● ÉNONCÉ A:
Retranscrivez intégralement, s'il vous plaît, le texte ci-dessous sur la mémoire olfactive, à l'identique.

● TEXTE PROPOSÉ:
··········
Selon Patrick Mac Leod, neurophysiologue de pointure mondiale, on ne devient pas « accro » à son parfum par hasard : le goût et le dégoût qu’on a des odeurs n’ont rien d’inné. De sa naissance et jusqu’à la fin de sa première année, le bébé n’a aucun a priori contre tout ce qui se trouve sous son nez. Il peut tout aimer, de la fleur à l’odeur d’ail ou même pire. Tout va changer avec l’influence de la propre appréciation des parents, ensuite, de celle d’un cercle plus large qui va lui dire, et donc l’influencer « ça, c’est bon, ça sent mauvais ».
Nos intérêts plus personnels se formeront au cours d’aventures « odoriférantes » liées à des événements heureux. Supposons que le grand-père que vous adorez vous ait emmené en ballade, le jour de vos 10 ans (il faisait beau, il vous a offert un superbe cadeau, le déjeuner était succulent) et, en amoureux de la campagne, vous fait découvrir l’odeur de lilas. Il est très probable que toute votre vie vous gardiez le souvenir ému de ce dit lilas.
Ci-après, un article que j’ai trouvé intéressant sur le sujet de la mémoire olfactive, qui illustre que l’odeur ou le parfum est la forme la plus intense du souvenir. « Nous devrions être fidèles à un parfum pour que nos petits garçons soient fidèles à notre souvenir », écrivait voici il y a quelques années Marie Claire Pauwels.
··········
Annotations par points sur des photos
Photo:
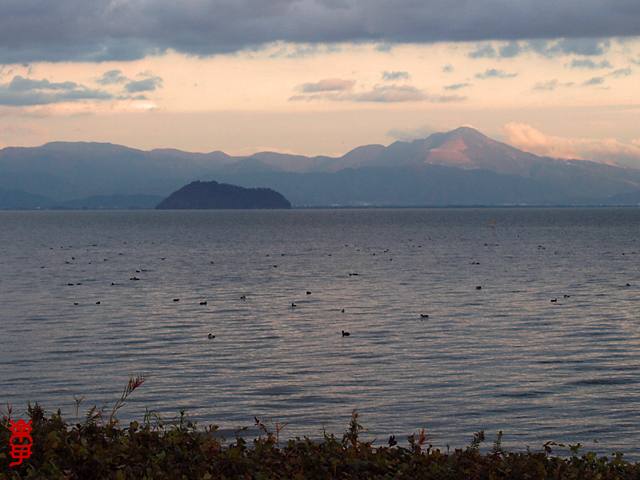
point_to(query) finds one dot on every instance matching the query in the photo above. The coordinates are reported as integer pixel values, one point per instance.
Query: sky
(559, 78)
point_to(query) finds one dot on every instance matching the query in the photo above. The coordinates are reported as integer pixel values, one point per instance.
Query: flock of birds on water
(344, 333)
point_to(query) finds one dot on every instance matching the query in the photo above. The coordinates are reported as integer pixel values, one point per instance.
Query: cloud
(391, 94)
(21, 92)
(395, 75)
(81, 30)
(572, 46)
(145, 85)
(406, 135)
(589, 64)
(494, 73)
(551, 85)
(328, 85)
(605, 150)
(112, 77)
(380, 94)
(593, 81)
(457, 86)
(621, 72)
(546, 48)
(484, 51)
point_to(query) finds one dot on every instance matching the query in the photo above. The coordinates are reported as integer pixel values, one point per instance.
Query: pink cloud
(603, 150)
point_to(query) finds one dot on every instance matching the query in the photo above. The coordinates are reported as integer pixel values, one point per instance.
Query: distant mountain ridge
(460, 167)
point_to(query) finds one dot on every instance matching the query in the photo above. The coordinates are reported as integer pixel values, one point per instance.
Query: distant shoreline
(328, 207)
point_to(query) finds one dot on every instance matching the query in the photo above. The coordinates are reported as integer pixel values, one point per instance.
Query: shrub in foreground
(98, 447)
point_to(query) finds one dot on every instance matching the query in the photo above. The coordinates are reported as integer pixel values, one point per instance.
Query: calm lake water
(503, 357)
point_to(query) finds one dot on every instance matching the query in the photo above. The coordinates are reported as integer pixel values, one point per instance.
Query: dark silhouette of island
(213, 195)
(461, 167)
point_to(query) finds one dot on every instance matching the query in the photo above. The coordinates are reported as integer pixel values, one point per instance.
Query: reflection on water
(503, 357)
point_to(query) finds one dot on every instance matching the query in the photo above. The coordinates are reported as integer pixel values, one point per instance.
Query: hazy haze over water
(503, 357)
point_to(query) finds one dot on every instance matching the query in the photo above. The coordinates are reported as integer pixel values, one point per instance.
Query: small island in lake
(214, 195)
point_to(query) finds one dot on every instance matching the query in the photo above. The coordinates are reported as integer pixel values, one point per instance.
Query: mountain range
(460, 167)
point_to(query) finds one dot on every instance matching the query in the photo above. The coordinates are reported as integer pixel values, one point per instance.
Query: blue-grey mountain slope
(460, 167)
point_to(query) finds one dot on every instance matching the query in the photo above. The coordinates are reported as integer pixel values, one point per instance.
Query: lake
(547, 349)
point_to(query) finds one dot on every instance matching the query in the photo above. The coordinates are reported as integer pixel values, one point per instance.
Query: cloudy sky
(556, 77)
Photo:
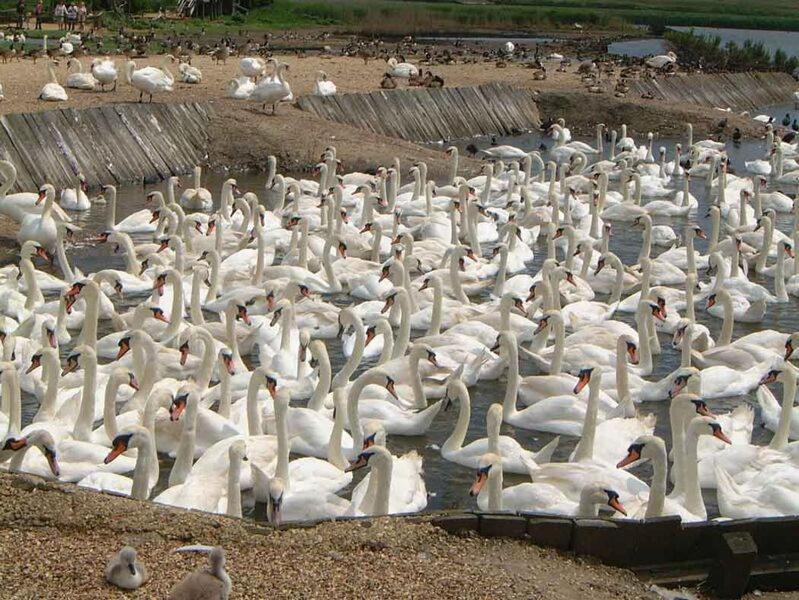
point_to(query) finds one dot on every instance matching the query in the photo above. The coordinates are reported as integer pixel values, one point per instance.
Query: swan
(52, 90)
(269, 91)
(105, 72)
(40, 228)
(252, 67)
(404, 70)
(80, 80)
(323, 86)
(125, 570)
(76, 198)
(149, 80)
(197, 198)
(536, 497)
(212, 582)
(240, 88)
(508, 448)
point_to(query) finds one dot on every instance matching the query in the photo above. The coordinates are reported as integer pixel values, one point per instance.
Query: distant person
(21, 10)
(82, 12)
(60, 13)
(38, 12)
(72, 16)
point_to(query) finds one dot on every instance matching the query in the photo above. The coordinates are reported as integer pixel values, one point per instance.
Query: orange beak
(115, 451)
(617, 506)
(631, 457)
(478, 484)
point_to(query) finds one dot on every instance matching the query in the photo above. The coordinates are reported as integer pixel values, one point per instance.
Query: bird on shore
(211, 582)
(125, 570)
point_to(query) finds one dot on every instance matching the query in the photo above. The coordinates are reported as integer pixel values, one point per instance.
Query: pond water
(788, 41)
(449, 483)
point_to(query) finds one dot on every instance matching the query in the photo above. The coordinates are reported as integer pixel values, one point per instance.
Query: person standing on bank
(60, 13)
(38, 12)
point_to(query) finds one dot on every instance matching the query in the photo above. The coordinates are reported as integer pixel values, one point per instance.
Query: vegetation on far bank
(708, 53)
(461, 16)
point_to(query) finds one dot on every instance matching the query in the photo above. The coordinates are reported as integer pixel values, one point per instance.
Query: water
(639, 48)
(787, 41)
(449, 483)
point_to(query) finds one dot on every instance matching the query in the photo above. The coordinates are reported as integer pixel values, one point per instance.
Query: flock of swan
(224, 361)
(252, 83)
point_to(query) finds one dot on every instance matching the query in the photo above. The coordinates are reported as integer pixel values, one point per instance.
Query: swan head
(374, 434)
(275, 500)
(584, 377)
(41, 439)
(371, 455)
(601, 495)
(489, 464)
(130, 437)
(46, 191)
(642, 449)
(681, 380)
(31, 248)
(707, 426)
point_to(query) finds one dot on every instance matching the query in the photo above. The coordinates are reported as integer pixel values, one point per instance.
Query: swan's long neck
(494, 485)
(556, 364)
(323, 383)
(388, 345)
(12, 401)
(234, 487)
(725, 337)
(644, 347)
(618, 284)
(455, 440)
(109, 408)
(34, 294)
(438, 300)
(768, 232)
(353, 398)
(141, 473)
(195, 310)
(585, 447)
(335, 453)
(404, 334)
(383, 491)
(186, 445)
(354, 361)
(47, 409)
(780, 439)
(253, 413)
(83, 425)
(204, 373)
(512, 389)
(657, 491)
(693, 501)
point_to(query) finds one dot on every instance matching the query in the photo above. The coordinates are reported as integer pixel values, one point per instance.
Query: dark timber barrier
(121, 143)
(432, 114)
(738, 91)
(729, 556)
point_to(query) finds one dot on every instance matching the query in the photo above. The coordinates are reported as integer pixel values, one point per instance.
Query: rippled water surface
(448, 483)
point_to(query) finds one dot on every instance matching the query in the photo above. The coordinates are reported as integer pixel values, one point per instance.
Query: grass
(398, 16)
(401, 17)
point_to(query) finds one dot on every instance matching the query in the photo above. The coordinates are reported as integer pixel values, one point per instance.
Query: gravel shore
(56, 538)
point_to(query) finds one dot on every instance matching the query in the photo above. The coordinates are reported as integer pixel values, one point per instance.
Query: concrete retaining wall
(429, 115)
(122, 143)
(738, 91)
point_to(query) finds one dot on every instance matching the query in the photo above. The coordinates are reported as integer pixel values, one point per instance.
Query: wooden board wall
(121, 143)
(738, 91)
(432, 114)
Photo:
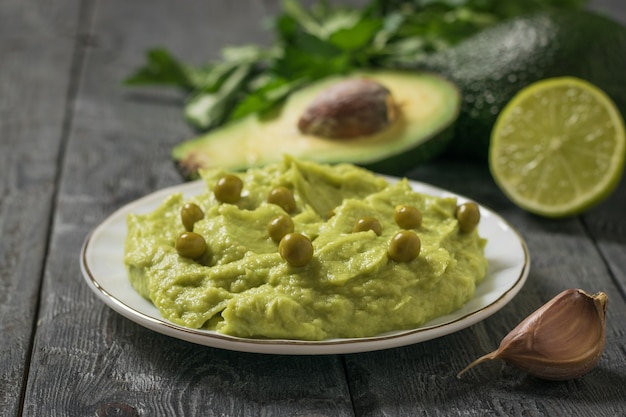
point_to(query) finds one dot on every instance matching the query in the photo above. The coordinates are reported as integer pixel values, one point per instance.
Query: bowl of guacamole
(221, 260)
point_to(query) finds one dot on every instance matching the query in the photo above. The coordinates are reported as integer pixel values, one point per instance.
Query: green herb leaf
(161, 68)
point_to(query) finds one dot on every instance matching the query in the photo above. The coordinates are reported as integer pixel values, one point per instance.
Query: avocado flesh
(428, 106)
(494, 65)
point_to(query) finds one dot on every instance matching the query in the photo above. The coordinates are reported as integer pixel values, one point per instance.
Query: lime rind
(518, 175)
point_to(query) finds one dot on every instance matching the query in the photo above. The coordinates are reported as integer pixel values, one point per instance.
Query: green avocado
(492, 66)
(427, 106)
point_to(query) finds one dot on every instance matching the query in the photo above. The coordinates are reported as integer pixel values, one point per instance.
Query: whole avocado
(492, 66)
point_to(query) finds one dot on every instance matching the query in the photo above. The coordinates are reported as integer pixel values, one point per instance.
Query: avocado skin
(492, 66)
(421, 133)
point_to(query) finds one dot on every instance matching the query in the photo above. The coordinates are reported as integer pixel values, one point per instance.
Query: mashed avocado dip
(350, 287)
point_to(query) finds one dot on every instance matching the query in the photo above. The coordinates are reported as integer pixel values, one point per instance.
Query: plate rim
(214, 339)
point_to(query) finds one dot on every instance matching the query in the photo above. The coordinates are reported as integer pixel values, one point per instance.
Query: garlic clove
(561, 340)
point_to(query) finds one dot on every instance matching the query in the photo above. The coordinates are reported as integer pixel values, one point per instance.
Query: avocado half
(427, 106)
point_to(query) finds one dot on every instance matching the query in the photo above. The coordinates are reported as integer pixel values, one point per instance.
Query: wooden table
(75, 146)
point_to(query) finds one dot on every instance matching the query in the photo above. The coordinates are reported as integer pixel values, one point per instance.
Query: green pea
(190, 214)
(468, 216)
(404, 246)
(190, 245)
(279, 226)
(407, 217)
(368, 223)
(296, 249)
(228, 189)
(283, 197)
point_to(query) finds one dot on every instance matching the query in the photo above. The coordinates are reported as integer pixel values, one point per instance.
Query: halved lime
(558, 147)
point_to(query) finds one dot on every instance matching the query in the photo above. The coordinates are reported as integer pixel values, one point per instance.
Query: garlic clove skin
(563, 339)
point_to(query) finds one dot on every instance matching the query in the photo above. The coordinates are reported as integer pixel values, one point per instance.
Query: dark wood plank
(421, 379)
(37, 41)
(87, 359)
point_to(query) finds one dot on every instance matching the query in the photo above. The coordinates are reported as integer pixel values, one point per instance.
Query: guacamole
(350, 286)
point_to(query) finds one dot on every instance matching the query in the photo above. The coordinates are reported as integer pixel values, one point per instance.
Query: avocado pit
(348, 109)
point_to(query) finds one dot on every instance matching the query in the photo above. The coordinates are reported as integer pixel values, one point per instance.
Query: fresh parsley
(321, 41)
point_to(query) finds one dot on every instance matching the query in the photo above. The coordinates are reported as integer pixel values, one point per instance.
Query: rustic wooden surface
(75, 146)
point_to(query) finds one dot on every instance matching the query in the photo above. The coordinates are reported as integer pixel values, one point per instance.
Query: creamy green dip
(350, 288)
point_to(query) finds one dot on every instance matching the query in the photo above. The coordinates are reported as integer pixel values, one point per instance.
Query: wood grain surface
(75, 145)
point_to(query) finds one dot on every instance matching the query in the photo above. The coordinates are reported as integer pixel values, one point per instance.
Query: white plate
(103, 268)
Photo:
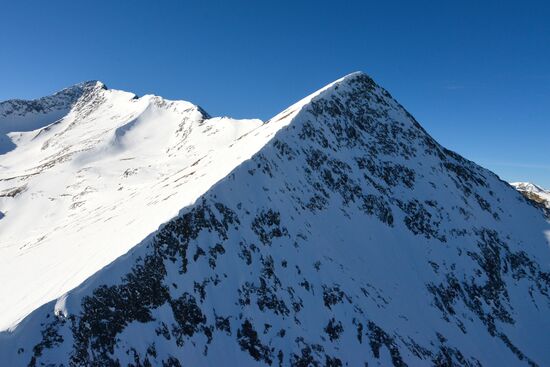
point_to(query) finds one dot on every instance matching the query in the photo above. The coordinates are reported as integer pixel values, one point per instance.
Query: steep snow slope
(90, 172)
(535, 193)
(350, 237)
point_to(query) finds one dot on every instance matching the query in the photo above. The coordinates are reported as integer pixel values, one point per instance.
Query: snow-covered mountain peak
(528, 186)
(336, 233)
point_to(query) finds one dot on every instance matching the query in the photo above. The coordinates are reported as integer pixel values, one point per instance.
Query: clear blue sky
(476, 74)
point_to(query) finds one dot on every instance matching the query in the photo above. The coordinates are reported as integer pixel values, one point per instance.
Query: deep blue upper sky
(475, 74)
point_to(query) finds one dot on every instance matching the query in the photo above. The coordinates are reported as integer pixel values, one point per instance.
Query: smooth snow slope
(89, 172)
(350, 237)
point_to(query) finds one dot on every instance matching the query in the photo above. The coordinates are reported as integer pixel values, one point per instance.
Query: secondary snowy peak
(88, 172)
(343, 235)
(528, 186)
(536, 194)
(62, 100)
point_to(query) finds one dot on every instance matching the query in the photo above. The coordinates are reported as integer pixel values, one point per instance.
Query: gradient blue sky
(476, 74)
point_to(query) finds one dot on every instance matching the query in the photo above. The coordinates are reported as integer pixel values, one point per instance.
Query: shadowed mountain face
(350, 237)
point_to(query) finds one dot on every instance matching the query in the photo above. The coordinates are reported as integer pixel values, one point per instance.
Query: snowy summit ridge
(337, 233)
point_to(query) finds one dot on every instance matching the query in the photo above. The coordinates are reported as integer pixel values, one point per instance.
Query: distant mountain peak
(337, 233)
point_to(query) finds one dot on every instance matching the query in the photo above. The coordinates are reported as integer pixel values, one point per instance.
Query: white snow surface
(533, 188)
(90, 178)
(336, 233)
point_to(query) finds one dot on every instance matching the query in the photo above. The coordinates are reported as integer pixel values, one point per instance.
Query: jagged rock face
(350, 238)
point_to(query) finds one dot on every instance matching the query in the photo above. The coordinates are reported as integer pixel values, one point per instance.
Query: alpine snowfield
(89, 172)
(336, 233)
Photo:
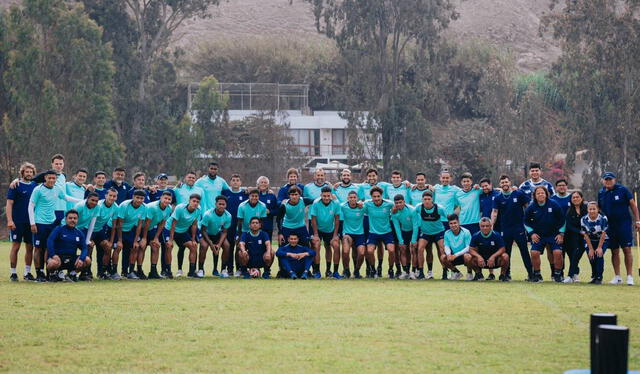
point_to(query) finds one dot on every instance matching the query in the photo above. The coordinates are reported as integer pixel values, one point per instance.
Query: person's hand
(599, 252)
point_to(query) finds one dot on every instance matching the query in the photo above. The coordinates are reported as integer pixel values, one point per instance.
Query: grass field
(284, 326)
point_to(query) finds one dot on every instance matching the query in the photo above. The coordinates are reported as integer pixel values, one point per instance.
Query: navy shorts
(620, 235)
(432, 238)
(358, 239)
(325, 236)
(40, 238)
(181, 238)
(374, 239)
(406, 237)
(303, 234)
(543, 242)
(22, 233)
(472, 227)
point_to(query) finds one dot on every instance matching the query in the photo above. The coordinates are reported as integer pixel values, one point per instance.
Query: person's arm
(92, 225)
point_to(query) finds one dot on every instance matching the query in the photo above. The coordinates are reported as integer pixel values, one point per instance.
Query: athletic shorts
(22, 233)
(181, 238)
(303, 234)
(543, 242)
(40, 238)
(358, 239)
(472, 227)
(325, 236)
(406, 237)
(152, 233)
(620, 235)
(374, 239)
(432, 238)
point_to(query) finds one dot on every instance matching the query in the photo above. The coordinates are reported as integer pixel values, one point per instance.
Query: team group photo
(320, 186)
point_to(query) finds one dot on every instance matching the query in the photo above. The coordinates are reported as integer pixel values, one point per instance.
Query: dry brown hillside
(509, 24)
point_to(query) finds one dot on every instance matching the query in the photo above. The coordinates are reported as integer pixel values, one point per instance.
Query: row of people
(333, 220)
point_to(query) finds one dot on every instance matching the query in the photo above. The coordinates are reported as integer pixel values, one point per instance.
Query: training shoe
(429, 275)
(133, 276)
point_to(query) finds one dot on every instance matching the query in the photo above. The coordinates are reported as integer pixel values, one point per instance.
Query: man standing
(535, 175)
(325, 223)
(487, 251)
(17, 210)
(296, 259)
(545, 223)
(43, 215)
(507, 216)
(615, 200)
(63, 244)
(117, 182)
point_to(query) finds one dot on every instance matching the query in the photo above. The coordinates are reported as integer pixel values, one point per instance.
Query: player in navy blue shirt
(545, 223)
(487, 251)
(292, 180)
(62, 249)
(255, 249)
(17, 210)
(615, 201)
(486, 197)
(117, 182)
(295, 259)
(507, 217)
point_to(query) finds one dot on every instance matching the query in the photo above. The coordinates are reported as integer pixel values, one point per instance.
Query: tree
(58, 76)
(374, 37)
(598, 74)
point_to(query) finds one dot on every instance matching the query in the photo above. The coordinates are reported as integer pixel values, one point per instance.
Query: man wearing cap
(615, 200)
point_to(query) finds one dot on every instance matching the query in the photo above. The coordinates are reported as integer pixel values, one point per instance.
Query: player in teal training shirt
(325, 223)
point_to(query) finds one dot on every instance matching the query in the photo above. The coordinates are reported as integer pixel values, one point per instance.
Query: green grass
(234, 325)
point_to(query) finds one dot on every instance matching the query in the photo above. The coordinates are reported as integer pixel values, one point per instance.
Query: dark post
(599, 319)
(612, 349)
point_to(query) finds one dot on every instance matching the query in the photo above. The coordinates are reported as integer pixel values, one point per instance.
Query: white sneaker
(616, 280)
(429, 275)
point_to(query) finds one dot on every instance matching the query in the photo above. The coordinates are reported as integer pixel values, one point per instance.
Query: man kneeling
(487, 251)
(295, 259)
(255, 250)
(62, 247)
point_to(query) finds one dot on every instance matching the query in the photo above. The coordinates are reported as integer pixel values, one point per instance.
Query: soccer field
(234, 325)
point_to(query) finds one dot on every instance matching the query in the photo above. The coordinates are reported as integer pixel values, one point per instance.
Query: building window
(308, 141)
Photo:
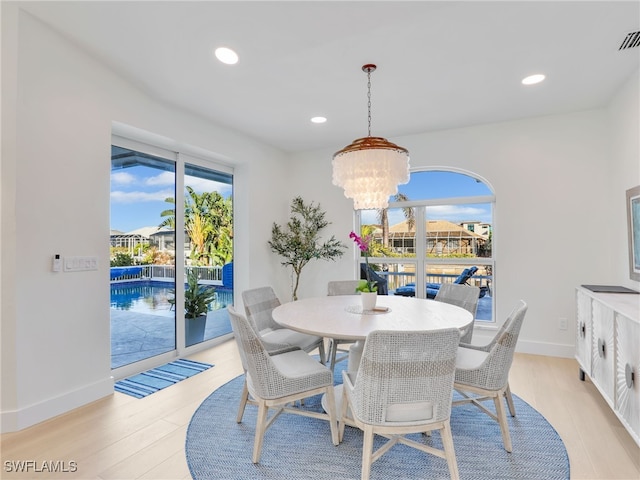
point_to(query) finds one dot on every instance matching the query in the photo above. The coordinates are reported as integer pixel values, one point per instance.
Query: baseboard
(15, 420)
(527, 346)
(548, 349)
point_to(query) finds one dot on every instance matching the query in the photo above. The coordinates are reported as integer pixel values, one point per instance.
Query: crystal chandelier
(371, 168)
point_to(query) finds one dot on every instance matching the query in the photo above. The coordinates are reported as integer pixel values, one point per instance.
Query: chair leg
(343, 414)
(244, 397)
(261, 427)
(333, 419)
(449, 450)
(502, 420)
(323, 355)
(367, 449)
(512, 408)
(333, 350)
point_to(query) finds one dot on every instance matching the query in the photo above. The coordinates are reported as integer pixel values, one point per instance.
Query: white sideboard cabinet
(608, 350)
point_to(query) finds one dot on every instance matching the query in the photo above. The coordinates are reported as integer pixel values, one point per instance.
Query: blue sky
(435, 184)
(138, 195)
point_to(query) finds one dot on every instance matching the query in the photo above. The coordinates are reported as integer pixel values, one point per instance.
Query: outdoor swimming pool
(152, 297)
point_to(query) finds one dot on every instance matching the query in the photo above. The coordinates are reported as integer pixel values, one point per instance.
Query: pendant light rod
(368, 69)
(370, 168)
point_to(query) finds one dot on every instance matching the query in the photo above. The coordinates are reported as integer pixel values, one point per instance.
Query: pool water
(153, 298)
(143, 297)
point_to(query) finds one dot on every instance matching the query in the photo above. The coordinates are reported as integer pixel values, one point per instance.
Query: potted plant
(299, 240)
(196, 305)
(368, 289)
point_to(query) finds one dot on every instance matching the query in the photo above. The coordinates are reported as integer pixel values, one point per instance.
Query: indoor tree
(298, 242)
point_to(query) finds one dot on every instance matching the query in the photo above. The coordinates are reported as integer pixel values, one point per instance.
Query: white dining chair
(404, 385)
(259, 304)
(339, 287)
(278, 381)
(482, 372)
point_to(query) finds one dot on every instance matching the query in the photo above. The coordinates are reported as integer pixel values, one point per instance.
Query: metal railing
(164, 273)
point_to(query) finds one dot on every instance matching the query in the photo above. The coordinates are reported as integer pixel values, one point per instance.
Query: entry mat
(156, 379)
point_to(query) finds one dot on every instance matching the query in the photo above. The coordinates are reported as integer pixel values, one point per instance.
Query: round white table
(342, 317)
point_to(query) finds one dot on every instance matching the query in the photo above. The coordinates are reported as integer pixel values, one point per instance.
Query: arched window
(437, 229)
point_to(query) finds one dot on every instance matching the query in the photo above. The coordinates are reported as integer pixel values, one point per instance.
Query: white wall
(559, 215)
(624, 165)
(557, 179)
(58, 106)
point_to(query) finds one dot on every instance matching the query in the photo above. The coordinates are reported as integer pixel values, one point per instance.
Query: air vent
(631, 40)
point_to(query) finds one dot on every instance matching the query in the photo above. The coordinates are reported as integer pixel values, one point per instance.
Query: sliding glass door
(165, 259)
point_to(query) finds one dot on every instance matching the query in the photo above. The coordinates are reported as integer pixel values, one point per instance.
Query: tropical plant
(383, 217)
(208, 222)
(121, 259)
(364, 243)
(197, 297)
(299, 240)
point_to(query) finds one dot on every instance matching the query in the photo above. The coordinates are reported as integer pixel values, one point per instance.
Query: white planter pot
(368, 300)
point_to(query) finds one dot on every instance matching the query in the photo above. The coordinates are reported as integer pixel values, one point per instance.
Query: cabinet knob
(629, 375)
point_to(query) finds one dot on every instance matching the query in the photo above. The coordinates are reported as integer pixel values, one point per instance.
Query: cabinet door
(627, 368)
(602, 353)
(583, 331)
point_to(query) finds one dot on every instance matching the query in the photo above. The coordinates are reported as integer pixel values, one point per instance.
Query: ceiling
(441, 65)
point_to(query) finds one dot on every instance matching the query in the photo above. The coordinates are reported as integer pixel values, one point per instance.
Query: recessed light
(226, 55)
(533, 79)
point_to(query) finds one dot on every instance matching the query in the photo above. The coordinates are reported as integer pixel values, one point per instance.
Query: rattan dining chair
(259, 304)
(404, 385)
(482, 372)
(465, 296)
(278, 381)
(339, 287)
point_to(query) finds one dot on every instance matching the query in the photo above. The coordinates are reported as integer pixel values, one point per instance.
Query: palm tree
(383, 217)
(208, 222)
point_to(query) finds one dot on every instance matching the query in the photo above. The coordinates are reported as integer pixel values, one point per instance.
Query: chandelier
(371, 168)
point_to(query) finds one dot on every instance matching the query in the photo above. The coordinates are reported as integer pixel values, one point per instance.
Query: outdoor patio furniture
(465, 296)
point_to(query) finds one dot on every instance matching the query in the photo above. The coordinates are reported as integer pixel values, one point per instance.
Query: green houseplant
(298, 242)
(197, 299)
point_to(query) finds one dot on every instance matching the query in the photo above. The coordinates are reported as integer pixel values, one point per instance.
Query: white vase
(368, 300)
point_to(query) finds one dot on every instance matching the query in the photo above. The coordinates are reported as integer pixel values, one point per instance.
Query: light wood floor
(120, 437)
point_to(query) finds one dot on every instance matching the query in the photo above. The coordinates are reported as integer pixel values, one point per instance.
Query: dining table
(342, 317)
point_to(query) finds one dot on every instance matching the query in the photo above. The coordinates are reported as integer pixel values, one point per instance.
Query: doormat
(156, 379)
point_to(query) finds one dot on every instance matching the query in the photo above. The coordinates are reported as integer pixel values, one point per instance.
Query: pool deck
(136, 336)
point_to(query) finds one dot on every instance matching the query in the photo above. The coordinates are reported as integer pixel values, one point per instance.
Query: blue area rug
(297, 447)
(156, 379)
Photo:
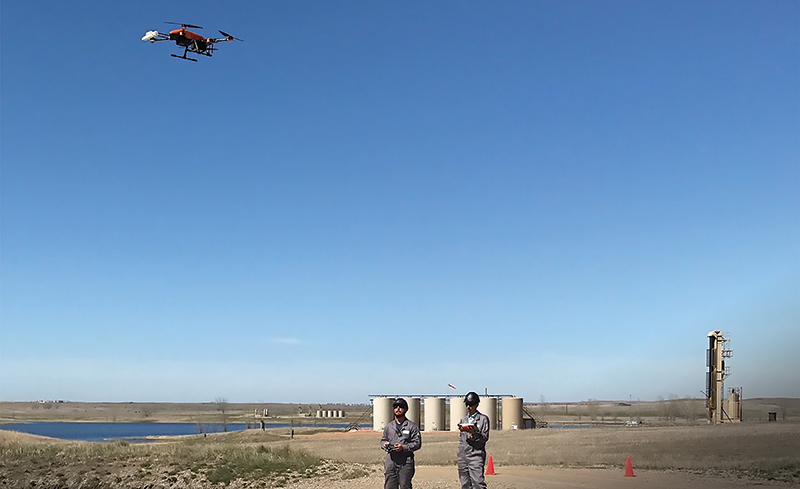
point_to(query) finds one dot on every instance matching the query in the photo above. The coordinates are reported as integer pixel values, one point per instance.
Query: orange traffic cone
(490, 467)
(629, 468)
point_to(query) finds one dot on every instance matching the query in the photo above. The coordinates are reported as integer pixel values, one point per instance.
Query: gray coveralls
(472, 453)
(399, 466)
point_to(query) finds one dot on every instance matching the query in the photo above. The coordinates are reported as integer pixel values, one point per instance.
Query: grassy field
(663, 412)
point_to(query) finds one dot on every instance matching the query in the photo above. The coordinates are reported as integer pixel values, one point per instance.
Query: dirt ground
(521, 477)
(668, 457)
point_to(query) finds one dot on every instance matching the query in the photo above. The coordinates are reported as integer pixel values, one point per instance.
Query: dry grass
(763, 450)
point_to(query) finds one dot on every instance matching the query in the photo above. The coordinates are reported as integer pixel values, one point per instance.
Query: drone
(190, 41)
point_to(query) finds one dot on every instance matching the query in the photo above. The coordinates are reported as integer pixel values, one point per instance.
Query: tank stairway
(355, 424)
(537, 423)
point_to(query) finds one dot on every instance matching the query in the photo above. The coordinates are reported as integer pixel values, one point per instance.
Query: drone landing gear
··········
● ÉNONCÉ B:
Renvoyez toutes les lignes des enregistrements ci-dessus qui contiennent la chaîne « ridge », en tenant compte de la casse.

● RÉPONSE A:
Selon Patrick Mac Leod, neurophysiologue de pointure mondiale, on ne devient pas « accro » à son parfum par hasard : le goût et le dégoût qu’on a des odeurs n’ont rien d’inné. De sa naissance et jusqu’à la fin de sa première année, le bébé n’a aucun a priori contre tout ce qui se trouve sous son nez. Il peut tout aimer, de la fleur à l’odeur d’ail ou même pire. Tout va changer avec l’influence de la propre appréciation des parents, ensuite, de celle d’un cercle plus large qui va lui dire, et donc l’influencer « ça, c’est bon, ça sent mauvais ».
Nos intérêts plus personnels se formeront au cours d’aventures « odoriférantes » liées à des événements heureux. Supposons que le grand-père que vous adorez vous ait emmené en ballade, le jour de vos 10 ans (il faisait beau, il vous a offert un superbe cadeau, le déjeuner était succulent) et, en amoureux de la campagne, vous fait découvrir l’odeur de lilas. Il est très probable que toute votre vie vous gardiez le souvenir ému de ce dit lilas.
Ci-après, un article que j’ai trouvé intéressant sur le sujet de la mémoire olfactive, qui illustre que l’odeur ou le parfum est la forme la plus intense du souvenir. « Nous devrions être fidèles à un parfum pour que nos petits garçons soient fidèles à notre souvenir », écrivait voici il y a quelques années Marie Claire Pauwels.

● RÉPONSE B:
Query: distant mountain ridge
Query: snowy summit ridge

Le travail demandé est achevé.